*** Opening of RECORDS ***
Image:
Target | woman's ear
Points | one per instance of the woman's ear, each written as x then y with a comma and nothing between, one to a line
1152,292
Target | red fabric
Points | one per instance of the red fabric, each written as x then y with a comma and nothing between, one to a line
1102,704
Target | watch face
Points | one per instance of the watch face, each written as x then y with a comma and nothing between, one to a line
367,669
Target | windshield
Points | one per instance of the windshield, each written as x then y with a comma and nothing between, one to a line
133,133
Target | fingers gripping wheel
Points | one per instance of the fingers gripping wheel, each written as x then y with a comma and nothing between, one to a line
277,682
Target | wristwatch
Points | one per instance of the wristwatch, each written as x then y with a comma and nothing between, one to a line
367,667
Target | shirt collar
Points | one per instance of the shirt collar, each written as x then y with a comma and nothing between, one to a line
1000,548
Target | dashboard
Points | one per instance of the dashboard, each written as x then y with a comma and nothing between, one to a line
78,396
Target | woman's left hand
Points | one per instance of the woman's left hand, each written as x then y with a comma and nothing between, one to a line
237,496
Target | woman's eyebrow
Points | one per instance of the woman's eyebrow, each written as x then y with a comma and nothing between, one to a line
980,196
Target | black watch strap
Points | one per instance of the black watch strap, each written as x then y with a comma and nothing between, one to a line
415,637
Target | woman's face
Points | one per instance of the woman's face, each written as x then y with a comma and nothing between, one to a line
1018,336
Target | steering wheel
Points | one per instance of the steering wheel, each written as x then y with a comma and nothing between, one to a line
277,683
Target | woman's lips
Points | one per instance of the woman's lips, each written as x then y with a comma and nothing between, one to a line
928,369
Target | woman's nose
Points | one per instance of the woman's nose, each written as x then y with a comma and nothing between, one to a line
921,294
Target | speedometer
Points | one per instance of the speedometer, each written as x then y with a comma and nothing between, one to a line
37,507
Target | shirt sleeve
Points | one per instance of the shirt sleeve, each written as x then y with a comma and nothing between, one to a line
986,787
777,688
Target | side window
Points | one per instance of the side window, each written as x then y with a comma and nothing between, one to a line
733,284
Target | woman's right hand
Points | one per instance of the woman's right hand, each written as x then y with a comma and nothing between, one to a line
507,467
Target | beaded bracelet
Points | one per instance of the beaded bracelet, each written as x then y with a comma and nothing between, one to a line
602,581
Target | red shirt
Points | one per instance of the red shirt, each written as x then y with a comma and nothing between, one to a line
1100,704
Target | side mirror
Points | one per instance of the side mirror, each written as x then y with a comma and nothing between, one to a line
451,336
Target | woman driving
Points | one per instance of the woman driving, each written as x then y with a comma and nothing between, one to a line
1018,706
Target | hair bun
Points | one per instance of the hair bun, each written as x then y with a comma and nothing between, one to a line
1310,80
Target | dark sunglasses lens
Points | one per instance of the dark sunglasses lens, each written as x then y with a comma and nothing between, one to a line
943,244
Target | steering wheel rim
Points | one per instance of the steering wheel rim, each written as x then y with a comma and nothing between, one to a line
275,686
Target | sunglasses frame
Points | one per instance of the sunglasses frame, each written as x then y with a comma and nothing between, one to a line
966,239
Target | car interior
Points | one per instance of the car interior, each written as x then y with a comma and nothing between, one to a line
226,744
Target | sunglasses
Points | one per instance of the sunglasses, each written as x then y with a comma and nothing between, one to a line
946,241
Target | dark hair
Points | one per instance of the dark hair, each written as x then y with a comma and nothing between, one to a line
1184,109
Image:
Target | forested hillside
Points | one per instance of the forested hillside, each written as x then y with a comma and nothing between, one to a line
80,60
*** Close of RECORDS ***
* _WHAT THE TASK ASKS_
The answer should contain nothing except the lines from the one with "Points | one per instance of the steering wheel rim, each" to the end of the material above, each given again exactly.

* _RESPONSE TO THIS EXERCISE_
Points | one per instance of the steering wheel rim, each written as x then y with a comma and nothing between, one to a line
275,686
Target | sunglasses frame
Points | one per instance of the sunglasses frame, each written as x then y with a comma and nothing between, one to a line
966,239
Target | car interior
Points | one per instance of the car interior, each written as x then y with a comma and nothing between, one to a line
226,744
Target | sunglasses
Points | one per instance of the sunglasses, each written as x then y with a comma and nothing between, one to a line
946,241
Target | dark hair
Points | one per instance of the dark hair, each written as x then y with a comma and nothing between, one to a line
1184,109
Image:
Target | forested hillside
Points | one per instance of the forested hillside, each written as x then y with a comma and nothing between, one to a line
80,60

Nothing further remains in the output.